**Your assignment**: Under this line are the records; write out word for word the part that begins at the line containing "Task: mark each instance of the black" and ends at the line containing "Task: mark each instance of the street", and no more.

[Point-per-instance localization data]
_ _ _ _
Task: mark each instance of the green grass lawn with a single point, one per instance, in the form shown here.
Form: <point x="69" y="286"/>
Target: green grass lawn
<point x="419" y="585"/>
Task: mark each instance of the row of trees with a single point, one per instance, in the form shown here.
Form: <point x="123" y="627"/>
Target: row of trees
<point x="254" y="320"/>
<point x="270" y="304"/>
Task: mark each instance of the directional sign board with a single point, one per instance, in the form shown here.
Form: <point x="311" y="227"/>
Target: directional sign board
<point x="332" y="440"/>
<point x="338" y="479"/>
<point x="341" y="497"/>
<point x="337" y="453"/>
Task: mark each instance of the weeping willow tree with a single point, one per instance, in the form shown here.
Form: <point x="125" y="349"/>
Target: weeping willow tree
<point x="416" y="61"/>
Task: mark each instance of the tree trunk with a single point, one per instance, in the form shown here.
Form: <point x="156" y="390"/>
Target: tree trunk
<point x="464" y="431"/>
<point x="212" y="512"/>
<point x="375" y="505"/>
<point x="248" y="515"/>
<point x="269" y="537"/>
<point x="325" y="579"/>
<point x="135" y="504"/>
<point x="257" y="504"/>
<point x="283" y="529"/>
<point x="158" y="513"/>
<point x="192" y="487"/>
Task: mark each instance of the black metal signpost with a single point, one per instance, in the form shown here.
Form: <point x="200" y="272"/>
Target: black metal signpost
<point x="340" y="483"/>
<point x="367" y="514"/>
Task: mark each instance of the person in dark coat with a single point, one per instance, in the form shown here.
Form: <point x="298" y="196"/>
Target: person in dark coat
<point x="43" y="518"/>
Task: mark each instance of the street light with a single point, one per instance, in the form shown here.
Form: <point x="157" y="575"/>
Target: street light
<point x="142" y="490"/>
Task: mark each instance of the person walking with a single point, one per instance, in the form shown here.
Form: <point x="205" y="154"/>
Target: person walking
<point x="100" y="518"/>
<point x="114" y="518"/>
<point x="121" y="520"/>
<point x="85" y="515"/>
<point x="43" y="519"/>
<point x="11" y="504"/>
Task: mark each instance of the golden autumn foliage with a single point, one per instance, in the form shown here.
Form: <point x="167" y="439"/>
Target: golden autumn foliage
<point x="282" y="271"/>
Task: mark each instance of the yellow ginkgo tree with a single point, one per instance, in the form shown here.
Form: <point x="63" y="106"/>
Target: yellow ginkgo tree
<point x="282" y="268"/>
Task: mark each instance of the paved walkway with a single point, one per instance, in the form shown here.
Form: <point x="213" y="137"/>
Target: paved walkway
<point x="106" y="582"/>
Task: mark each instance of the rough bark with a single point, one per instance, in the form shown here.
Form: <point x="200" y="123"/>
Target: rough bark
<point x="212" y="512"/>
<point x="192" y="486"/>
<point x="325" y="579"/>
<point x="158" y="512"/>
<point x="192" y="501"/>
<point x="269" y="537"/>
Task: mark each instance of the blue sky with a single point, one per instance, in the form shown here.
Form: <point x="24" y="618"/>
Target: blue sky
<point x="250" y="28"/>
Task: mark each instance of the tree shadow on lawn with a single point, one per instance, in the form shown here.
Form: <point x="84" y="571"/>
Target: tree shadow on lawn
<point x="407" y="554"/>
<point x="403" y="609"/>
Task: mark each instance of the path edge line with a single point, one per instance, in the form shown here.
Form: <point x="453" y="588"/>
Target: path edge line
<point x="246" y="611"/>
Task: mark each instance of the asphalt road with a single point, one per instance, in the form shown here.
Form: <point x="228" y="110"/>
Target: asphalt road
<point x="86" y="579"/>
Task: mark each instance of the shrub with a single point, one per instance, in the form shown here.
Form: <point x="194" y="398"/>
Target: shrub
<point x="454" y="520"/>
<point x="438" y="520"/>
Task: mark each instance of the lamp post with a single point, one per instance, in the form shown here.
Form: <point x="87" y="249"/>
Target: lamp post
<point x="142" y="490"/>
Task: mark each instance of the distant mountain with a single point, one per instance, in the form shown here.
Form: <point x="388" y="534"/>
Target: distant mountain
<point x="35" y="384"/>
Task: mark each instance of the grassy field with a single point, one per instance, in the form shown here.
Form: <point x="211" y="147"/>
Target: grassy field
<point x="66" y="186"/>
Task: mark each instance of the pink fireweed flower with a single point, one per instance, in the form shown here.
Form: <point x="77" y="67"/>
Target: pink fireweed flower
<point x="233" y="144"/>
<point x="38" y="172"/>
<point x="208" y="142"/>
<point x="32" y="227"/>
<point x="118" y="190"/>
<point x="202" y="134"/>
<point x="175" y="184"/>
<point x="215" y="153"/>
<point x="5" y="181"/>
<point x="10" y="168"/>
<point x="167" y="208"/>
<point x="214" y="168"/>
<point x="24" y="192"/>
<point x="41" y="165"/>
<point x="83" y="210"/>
_ _ _ _
**Your solution**:
Task: mark each instance of the black metal signpost with a single point, one per instance, in the form shown here.
Form: <point x="200" y="272"/>
Target: black metal signpost
<point x="340" y="483"/>
<point x="367" y="514"/>
Task: mark each instance of the person in dark coat with a single point, one per instance, in the form shown here.
Form: <point x="298" y="196"/>
Target: person in dark coat
<point x="43" y="518"/>
Task: mark each instance of the street light with a single point, one per instance, in the form shown here.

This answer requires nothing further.